Passage provided:
Here’s the smell of the blood still: all the perfumes of Arabia will not sweeten this little hand. Oh, oh, oh! — Lady Macbeth

Arthur Silber is back, after another long, health-induced hiatus, and, as you might expect, he brings a unique and powerful perspective to bear on the “torture debate.” (Yes, in some far-distant future our much-evolved descendants will marvel — with wonder and revulsion — that our species was once so primitive and barbaric that it actually had “debates” about the practice of inflicting pain and suffering on captive fellow creatures. Or perhaps this puzzled wonderment will come from alien visitors sorting through the lifeless rubble of our self-destroyed planet.)

In any case, Silber has launched what promises to be a landmark series examining the deeper impact and broader implications of the current brouhaha over America’s most recent use of heinous atrocities to work the imperial will of its masters and managers. In the first part, he comes to what he acknowledges might seem a surprising and counterintuitive conclusion: that prosecuting the Bush Regime’s admittedly “monstrous crimes” would not only be useless but also, ultimately, harmful. Why? Because even trials of the highest and mightiest perps would only paper over the fact that “torture is an inevitable and necessary part of the American project as envisioned and directed by the ruling class.”

As usual, Silber brings in and links to a rich trove of supporting detail and analysis; excerpting the post risks reducing the full force of its argument. However, the passages below will give a taste of the essay, and bring out some important points. But do yourself a favor, and read the whole thing. (And while you’re there, do us all a favor and contribute to Arthur’s site, to help keep this important and powerful voice in play.)

Supplied material:
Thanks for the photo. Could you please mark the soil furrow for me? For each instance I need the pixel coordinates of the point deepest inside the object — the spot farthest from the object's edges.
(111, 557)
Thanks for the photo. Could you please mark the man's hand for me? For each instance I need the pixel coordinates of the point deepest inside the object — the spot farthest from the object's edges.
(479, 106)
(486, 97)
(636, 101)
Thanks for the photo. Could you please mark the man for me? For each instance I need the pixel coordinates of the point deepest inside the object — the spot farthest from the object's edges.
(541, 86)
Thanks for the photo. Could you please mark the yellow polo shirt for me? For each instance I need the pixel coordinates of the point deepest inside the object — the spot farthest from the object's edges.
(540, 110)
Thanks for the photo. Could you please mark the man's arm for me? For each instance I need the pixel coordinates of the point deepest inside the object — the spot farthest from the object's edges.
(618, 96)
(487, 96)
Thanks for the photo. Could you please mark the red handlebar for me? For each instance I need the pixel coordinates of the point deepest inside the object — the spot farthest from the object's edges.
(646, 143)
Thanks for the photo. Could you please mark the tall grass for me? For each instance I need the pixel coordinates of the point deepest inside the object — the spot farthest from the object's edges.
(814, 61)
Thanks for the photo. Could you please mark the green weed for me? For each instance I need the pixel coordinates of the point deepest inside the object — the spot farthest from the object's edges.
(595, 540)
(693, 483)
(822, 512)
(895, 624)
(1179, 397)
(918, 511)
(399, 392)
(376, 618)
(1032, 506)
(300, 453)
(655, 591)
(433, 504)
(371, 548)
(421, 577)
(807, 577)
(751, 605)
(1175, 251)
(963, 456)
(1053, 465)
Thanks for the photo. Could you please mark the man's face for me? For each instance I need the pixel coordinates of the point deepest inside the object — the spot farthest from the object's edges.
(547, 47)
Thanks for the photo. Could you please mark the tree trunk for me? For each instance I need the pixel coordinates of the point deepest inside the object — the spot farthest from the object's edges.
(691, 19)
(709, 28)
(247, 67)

Instructions for the task:
Answer these from the passage about Arthur Silber's series:
1. Who is credited with the quotation that opens the passage?
2. What kind of hiatus is Silber said to be returning from?
3. In the first part of his series, what two things does Silber conclude prosecuting the Bush Regime's crimes would be?

Exercise result:
1. Lady Macbeth
2. A long, health-induced hiatus
3. Useless and, ultimately, harmful